Reading text:
__________

Whisky and bourbon continue to dominate bar shelves and cocktail menus around DC, all the more so as the brisk temperatures roll in and the nights become longer. The sweet, nutty and woody notes of a well-made Old Fashioned cut through even the stiffest of fall gales. Yet for all of DC’s growing interest in and curiosity toward brown spirits, the city is still warming up to cocktails made with Scotch whisky – arguably the most well-revered style in the family.
For one, Scotch (referring to whisky made across Scotland) is often seen as a high-quality liquor that shouldn’t be mixed or diluted with other spirits or ingredients.
“While Scotch has been around forever and is one of the most beloved spirits in the world, it’s known to be by itself,” says Chris Mendenhall, lead mixologist at Quadrant Bar in DC’s West End.

__________

Provided information:
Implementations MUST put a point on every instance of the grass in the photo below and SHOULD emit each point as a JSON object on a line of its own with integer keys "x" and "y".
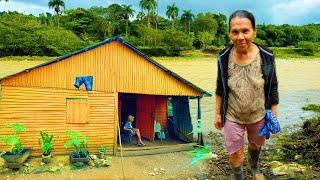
{"x": 312, "y": 107}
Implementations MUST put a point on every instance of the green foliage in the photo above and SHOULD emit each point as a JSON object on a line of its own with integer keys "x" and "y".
{"x": 205, "y": 22}
{"x": 308, "y": 48}
{"x": 177, "y": 40}
{"x": 312, "y": 107}
{"x": 205, "y": 38}
{"x": 13, "y": 140}
{"x": 20, "y": 32}
{"x": 103, "y": 149}
{"x": 47, "y": 142}
{"x": 79, "y": 145}
{"x": 82, "y": 27}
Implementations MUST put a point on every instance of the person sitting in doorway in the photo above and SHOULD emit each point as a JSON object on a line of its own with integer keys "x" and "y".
{"x": 133, "y": 131}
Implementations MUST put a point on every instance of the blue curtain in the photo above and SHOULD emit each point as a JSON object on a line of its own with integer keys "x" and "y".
{"x": 86, "y": 80}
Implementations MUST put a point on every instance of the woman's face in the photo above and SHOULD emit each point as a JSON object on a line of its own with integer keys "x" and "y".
{"x": 241, "y": 33}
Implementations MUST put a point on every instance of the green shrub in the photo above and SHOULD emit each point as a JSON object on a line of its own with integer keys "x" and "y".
{"x": 13, "y": 140}
{"x": 308, "y": 48}
{"x": 103, "y": 149}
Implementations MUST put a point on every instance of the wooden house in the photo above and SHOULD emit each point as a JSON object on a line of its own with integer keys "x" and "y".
{"x": 125, "y": 81}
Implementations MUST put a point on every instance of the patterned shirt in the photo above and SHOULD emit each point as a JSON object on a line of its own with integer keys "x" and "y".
{"x": 246, "y": 97}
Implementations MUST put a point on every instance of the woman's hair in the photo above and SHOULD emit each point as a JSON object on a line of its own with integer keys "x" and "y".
{"x": 243, "y": 14}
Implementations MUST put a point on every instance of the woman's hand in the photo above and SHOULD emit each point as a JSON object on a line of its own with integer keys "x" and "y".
{"x": 218, "y": 122}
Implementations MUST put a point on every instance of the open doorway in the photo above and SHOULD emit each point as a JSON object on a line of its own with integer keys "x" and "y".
{"x": 127, "y": 106}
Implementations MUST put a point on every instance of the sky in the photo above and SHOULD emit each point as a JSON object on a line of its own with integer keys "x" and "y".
{"x": 294, "y": 12}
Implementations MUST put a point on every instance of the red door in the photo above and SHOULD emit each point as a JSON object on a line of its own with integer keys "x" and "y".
{"x": 145, "y": 115}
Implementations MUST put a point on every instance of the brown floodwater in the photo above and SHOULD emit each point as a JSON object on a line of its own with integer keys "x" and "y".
{"x": 299, "y": 84}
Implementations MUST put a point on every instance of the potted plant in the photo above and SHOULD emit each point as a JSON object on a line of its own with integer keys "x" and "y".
{"x": 80, "y": 153}
{"x": 102, "y": 151}
{"x": 18, "y": 154}
{"x": 46, "y": 146}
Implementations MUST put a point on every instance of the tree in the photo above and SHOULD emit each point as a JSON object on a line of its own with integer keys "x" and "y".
{"x": 87, "y": 25}
{"x": 140, "y": 16}
{"x": 149, "y": 5}
{"x": 205, "y": 38}
{"x": 187, "y": 17}
{"x": 127, "y": 13}
{"x": 204, "y": 22}
{"x": 172, "y": 12}
{"x": 57, "y": 5}
{"x": 115, "y": 19}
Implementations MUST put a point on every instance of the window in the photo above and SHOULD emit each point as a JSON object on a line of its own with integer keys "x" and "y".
{"x": 77, "y": 110}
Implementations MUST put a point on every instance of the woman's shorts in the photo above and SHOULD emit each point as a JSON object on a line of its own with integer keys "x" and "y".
{"x": 234, "y": 135}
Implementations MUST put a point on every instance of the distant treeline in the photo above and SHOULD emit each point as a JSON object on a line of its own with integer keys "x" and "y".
{"x": 54, "y": 35}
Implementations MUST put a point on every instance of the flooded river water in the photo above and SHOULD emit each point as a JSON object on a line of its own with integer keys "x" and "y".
{"x": 299, "y": 84}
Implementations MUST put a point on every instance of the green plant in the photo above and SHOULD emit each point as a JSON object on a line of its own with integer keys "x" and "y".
{"x": 47, "y": 142}
{"x": 103, "y": 149}
{"x": 79, "y": 144}
{"x": 13, "y": 140}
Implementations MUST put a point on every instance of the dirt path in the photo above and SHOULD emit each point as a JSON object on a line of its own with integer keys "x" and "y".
{"x": 161, "y": 166}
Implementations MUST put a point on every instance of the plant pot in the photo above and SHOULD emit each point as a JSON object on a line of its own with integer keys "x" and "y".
{"x": 46, "y": 158}
{"x": 74, "y": 158}
{"x": 101, "y": 155}
{"x": 16, "y": 161}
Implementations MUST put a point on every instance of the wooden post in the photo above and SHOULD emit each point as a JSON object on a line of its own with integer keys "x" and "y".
{"x": 199, "y": 123}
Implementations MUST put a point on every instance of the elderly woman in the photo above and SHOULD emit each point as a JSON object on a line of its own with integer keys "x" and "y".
{"x": 246, "y": 86}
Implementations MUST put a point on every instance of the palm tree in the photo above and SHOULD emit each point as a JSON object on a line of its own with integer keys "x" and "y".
{"x": 57, "y": 5}
{"x": 149, "y": 5}
{"x": 140, "y": 16}
{"x": 127, "y": 12}
{"x": 172, "y": 12}
{"x": 187, "y": 17}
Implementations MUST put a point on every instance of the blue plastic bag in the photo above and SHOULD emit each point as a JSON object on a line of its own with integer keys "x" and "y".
{"x": 271, "y": 124}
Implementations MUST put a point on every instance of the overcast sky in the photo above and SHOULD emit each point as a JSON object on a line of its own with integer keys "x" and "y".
{"x": 295, "y": 12}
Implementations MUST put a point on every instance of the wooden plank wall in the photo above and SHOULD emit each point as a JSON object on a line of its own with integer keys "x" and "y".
{"x": 109, "y": 63}
{"x": 45, "y": 109}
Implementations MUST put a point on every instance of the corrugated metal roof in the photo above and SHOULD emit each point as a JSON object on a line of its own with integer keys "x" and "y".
{"x": 119, "y": 39}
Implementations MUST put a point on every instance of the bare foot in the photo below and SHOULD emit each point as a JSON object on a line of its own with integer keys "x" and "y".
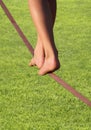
{"x": 50, "y": 64}
{"x": 38, "y": 58}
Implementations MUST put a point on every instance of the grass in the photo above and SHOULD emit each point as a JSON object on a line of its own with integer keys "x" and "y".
{"x": 32, "y": 102}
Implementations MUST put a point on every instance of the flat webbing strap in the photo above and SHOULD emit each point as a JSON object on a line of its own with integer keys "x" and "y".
{"x": 52, "y": 75}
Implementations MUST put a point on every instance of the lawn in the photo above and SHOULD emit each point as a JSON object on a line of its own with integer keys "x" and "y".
{"x": 32, "y": 102}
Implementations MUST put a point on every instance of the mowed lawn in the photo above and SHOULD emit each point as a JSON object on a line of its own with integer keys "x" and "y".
{"x": 32, "y": 102}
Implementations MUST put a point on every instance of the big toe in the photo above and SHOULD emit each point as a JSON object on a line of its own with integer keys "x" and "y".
{"x": 32, "y": 62}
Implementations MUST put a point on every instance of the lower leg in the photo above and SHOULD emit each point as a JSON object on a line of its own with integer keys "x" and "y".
{"x": 43, "y": 22}
{"x": 38, "y": 58}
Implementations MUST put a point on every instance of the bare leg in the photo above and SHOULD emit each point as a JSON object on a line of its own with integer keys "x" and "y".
{"x": 42, "y": 18}
{"x": 38, "y": 58}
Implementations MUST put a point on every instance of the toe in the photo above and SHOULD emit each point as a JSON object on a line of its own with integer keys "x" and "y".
{"x": 32, "y": 62}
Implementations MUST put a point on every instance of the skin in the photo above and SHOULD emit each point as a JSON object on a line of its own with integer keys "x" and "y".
{"x": 43, "y": 13}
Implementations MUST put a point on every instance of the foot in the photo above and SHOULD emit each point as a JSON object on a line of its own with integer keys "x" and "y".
{"x": 50, "y": 65}
{"x": 38, "y": 58}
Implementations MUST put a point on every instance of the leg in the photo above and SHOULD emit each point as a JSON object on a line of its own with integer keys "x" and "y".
{"x": 38, "y": 58}
{"x": 41, "y": 15}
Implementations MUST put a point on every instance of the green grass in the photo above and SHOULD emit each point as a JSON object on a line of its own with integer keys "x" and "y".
{"x": 32, "y": 102}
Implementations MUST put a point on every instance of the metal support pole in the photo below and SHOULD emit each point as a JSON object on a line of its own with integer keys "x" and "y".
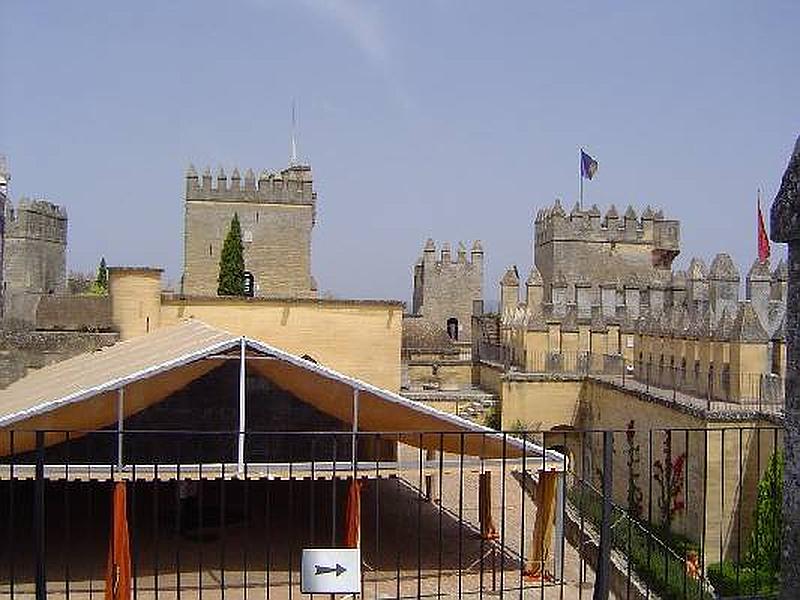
{"x": 242, "y": 423}
{"x": 39, "y": 520}
{"x": 604, "y": 555}
{"x": 354, "y": 440}
{"x": 120, "y": 418}
{"x": 558, "y": 554}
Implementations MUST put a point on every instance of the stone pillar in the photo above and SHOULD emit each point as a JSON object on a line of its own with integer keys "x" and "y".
{"x": 785, "y": 227}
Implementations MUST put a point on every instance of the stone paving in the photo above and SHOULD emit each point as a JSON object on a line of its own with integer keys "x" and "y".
{"x": 411, "y": 546}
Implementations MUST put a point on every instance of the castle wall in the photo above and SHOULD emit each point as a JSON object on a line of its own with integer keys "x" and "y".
{"x": 581, "y": 247}
{"x": 135, "y": 294}
{"x": 21, "y": 351}
{"x": 74, "y": 313}
{"x": 446, "y": 288}
{"x": 357, "y": 338}
{"x": 276, "y": 217}
{"x": 540, "y": 405}
{"x": 34, "y": 255}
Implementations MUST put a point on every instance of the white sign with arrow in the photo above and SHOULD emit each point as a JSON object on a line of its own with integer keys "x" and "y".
{"x": 331, "y": 571}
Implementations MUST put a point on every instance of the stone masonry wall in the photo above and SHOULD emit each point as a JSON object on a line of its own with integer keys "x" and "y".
{"x": 21, "y": 351}
{"x": 583, "y": 247}
{"x": 34, "y": 255}
{"x": 445, "y": 288}
{"x": 276, "y": 216}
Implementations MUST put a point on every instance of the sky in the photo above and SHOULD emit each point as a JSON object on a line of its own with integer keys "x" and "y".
{"x": 455, "y": 120}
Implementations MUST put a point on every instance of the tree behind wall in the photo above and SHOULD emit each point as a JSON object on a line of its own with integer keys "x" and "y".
{"x": 101, "y": 280}
{"x": 231, "y": 262}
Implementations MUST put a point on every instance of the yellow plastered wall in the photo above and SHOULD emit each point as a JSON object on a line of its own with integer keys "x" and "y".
{"x": 747, "y": 363}
{"x": 358, "y": 339}
{"x": 535, "y": 351}
{"x": 540, "y": 405}
{"x": 488, "y": 378}
{"x": 135, "y": 300}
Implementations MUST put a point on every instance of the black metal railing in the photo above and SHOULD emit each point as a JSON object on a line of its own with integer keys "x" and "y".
{"x": 442, "y": 514}
{"x": 715, "y": 385}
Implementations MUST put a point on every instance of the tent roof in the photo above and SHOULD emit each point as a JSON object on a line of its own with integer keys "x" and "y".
{"x": 142, "y": 359}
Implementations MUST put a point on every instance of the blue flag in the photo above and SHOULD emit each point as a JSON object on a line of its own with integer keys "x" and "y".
{"x": 588, "y": 166}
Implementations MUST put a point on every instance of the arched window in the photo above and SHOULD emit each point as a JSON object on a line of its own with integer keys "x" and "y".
{"x": 249, "y": 284}
{"x": 452, "y": 328}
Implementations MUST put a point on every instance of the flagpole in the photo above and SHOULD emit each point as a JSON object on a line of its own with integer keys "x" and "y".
{"x": 580, "y": 178}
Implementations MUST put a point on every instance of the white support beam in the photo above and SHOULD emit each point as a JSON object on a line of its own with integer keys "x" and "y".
{"x": 242, "y": 397}
{"x": 559, "y": 542}
{"x": 120, "y": 419}
{"x": 354, "y": 444}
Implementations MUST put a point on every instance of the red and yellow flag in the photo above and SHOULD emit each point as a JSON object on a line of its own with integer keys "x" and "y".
{"x": 763, "y": 239}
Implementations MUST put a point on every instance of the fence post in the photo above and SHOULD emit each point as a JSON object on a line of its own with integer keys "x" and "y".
{"x": 604, "y": 554}
{"x": 39, "y": 520}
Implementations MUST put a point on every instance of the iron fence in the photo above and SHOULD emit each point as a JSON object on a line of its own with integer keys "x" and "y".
{"x": 635, "y": 512}
{"x": 716, "y": 385}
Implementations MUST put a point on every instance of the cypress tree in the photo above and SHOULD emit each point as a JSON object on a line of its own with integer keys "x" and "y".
{"x": 231, "y": 262}
{"x": 101, "y": 281}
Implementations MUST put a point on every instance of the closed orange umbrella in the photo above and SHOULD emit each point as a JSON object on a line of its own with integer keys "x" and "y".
{"x": 118, "y": 570}
{"x": 543, "y": 525}
{"x": 352, "y": 515}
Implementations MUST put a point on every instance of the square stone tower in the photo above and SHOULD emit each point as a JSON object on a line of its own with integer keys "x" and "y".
{"x": 445, "y": 291}
{"x": 583, "y": 251}
{"x": 277, "y": 212}
{"x": 34, "y": 255}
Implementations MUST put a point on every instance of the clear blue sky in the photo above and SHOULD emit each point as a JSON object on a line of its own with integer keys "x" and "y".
{"x": 454, "y": 120}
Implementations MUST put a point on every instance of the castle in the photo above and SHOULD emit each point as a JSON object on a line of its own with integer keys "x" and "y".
{"x": 446, "y": 291}
{"x": 577, "y": 254}
{"x": 277, "y": 212}
{"x": 620, "y": 306}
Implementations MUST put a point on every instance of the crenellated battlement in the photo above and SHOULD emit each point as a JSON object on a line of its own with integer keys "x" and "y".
{"x": 447, "y": 286}
{"x": 447, "y": 261}
{"x": 36, "y": 220}
{"x": 293, "y": 185}
{"x": 651, "y": 227}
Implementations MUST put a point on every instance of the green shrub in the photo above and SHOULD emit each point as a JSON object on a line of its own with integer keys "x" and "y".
{"x": 493, "y": 417}
{"x": 728, "y": 580}
{"x": 231, "y": 262}
{"x": 658, "y": 557}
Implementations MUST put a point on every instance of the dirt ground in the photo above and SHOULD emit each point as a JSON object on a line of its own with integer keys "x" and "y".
{"x": 244, "y": 539}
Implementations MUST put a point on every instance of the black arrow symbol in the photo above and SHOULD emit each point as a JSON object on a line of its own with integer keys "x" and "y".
{"x": 338, "y": 569}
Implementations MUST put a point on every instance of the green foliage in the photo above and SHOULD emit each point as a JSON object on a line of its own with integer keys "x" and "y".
{"x": 658, "y": 557}
{"x": 519, "y": 426}
{"x": 99, "y": 287}
{"x": 231, "y": 262}
{"x": 669, "y": 477}
{"x": 493, "y": 417}
{"x": 759, "y": 574}
{"x": 731, "y": 580}
{"x": 633, "y": 459}
{"x": 766, "y": 538}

__________

Work to do:
(a) Condense the paragraph of the Scotch whisky text that begins "Whisky and bourbon continue" into a shorter version that keeps its main facts.
(b) Print the portion of the Scotch whisky text that opens with the words containing "For one, Scotch" and closes with "spirits or ingredients.", copying it exactly.

Results for each task:
(a) Whisky and bourbon still lead bar shelves and cocktail menus in DC, especially as the weather cools and the nights grow longer, and the sweet, nutty and woody notes of an Old Fashioned suit the season. Despite the city's growing interest in brown spirits, DC is still warming up to cocktails made with Scotch whisky, arguably the most revered style in the family.

(b)
For one, Scotch (referring to whisky made across Scotland) is often seen as a high-quality liquor that shouldn’t be mixed or diluted with other spirits or ingredients.